PAGE EXCERPT.
============

In 1993, Abiola preached a message of “farewell to poverty”. In 2023, that same poverty has developed such roots and metastasised so badly like a cancerous organ, we are now told it has a new identity: multidimensional poverty. I guess 30 years is long enough for anything to become multidimensional.” “You should learn to look at the positive side of things.” “I am trying. In 1993, before the Babangida administration stopped the announcement of results, the then National Electoral Commission (NEC) had reported that Abiola was leading in 19 out of 30 states and the Federal Capital Territory: all the states in the South-West, five of the nine Northern states including Kano; three out of the seven states in the SouthEast, and four out of the seven states in the Middle Belt. Abiola ran on the platform of the Social Democratic Party (SDP) on a Muslim-Muslim ticket. Ethnicity did not matter. Religion was not an issue. It is a crying shame that 30 years later, Nigeria has gone back in history. Today, the politics of ethnicity and religion has divided the country. We have gone from bad to worse.” “1993 is not 2023, my friend. The times have changed. Our democracy continues to grow.” “Tell me how.” “Today, for example, on the 13th day of June, in the year of our Lord 2023, President Tinubu shall proclaim the inauguration of Nigeria’s 10th National Assembly and the lawmakers shall choose their own leaders.” “Very good. A major event immediately after President Tinubu’s first Democracy Day in office. Have you been reading the news?” “What about the news? Journalists are always spinning the news to suit their own biases and the expectations of their sponsors.” “Don’t say that. Journalists hold a mirror up to society. The leadership race in the National Assembly has been dogged by so-called party supremacy, the hypocrisy of the political elite, rancour, corruption, division and manipulations. Quite typical.” “Nothing will happen. It shall be well. The APC has spoken. Tinubu has spoken.” “Spoken what? Are you not aware that there are aggrieved parties who are ready to assert the independence of the legislative arm of government? In fact, are you not aware that the Chairman of the ruling APC advised the anointed persons for positions of presiding officers to arrive early at the Assembly or camp out there overnight to prevent what happened in 2015 under similar circumstances?” “What happened in 2015?” “Go and find out.

============

PROBLEM.
Condense the paragraph of the page excerpt above that begins "In 1993, Abiola preached" into a short bulleted list that keeps its main facts.

INFORMATION SHOWN.
============

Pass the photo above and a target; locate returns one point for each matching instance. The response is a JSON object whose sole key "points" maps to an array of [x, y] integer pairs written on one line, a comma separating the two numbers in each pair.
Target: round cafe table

============

RESPONSE AREA.
- In 1993, Abiola preached "farewell to poverty." By 2023, that poverty has deepened and is now called "multidimensional poverty."
- Before the Babangida administration stopped the announcement of results, the National Electoral Commission (NEC) reported Abiola leading in 19 of 30 states and the Federal Capital Territory.
- Those states included all of the South-West, five of the nine Northern states (among them Kano), three of the seven South-East states, and four of the seven Middle Belt states.
- Abiola ran for the Social Democratic Party (SDP) on a Muslim-Muslim ticket, and neither ethnicity nor religion was an issue.
- One speaker says Nigeria is now divided by the politics of ethnicity and religion and has gone from bad to worse.
- The other says democracy is still growing. On June 13, 2023, President Tinubu is to proclaim the inauguration of the 10th National Assembly, and the lawmakers will choose their leaders. This comes right after his first Democracy Day in office.
- The leadership race has been marked by "party supremacy," elite hypocrisy, rancour, corruption, division and manipulation.
- Some aggrieved parties are ready to assert the legislature's independence. The APC chairman advised the anointed candidates for presiding-officer positions to arrive early or camp out overnight to prevent a repeat of what happened in 2015.